Passage shown >>
= Samuel Gott =

English politician

Samuel Gott (20 January 1614 – 18 December 1671) was an English politician who sat in the House of Commons of England between 1645 and 1648 and between 1660 and 1661.

==Life==
Gott was the eldest son of Samuel Gott, Ironmonger of London and his wife Elizabeth Russell. He was educated at Merchant Taylors' School from 1626 to 1629. He was a student at St Catharine's College, Cambridge in 1630 and was awarded BA in 1633. He entered Gray's Inn in 1633 and was called to the bar in 1640. He moved to Sussex on his marriage.

In April 1645, Gott was elected Member of Parliament for Winchelsea in the Long Parliament until he was excluded in Pride's Purge in 1648. He was an ancient on his Inn in 1658. He was appointed High Sheriff of Sussex for 1658–59 and in April 1660 he was elected MP for Winchelsea in the Convention Parliament.

Study material >>

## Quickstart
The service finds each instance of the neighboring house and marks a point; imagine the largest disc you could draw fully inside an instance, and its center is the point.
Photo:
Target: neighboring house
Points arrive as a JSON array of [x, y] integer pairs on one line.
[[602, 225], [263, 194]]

To do >> Write out the Samuel Gott article above word for word, from its title line through its final sentence.

Answer space >>
= Samuel Gott =

English politician

Samuel Gott (20 January 1614 – 18 December 1671) was an English politician who sat in the House of Commons of England between 1645 and 1648 and between 1660 and 1661.

==Life==
Gott was the eldest son of Samuel Gott, Ironmonger of London and his wife Elizabeth Russell. He was educated at Merchant Taylors' School from 1626 to 1629. He was a student at St Catharine's College, Cambridge in 1630 and was awarded BA in 1633. He entered Gray's Inn in 1633 and was called to the bar in 1640. He moved to Sussex on his marriage.

In April 1645, Gott was elected Member of Parliament for Winchelsea in the Long Parliament until he was excluded in Pride's Purge in 1648. He was an ancient on his Inn in 1658. He was appointed High Sheriff of Sussex for 1658–59 and in April 1660 he was elected MP for Winchelsea in the Convention Parliament.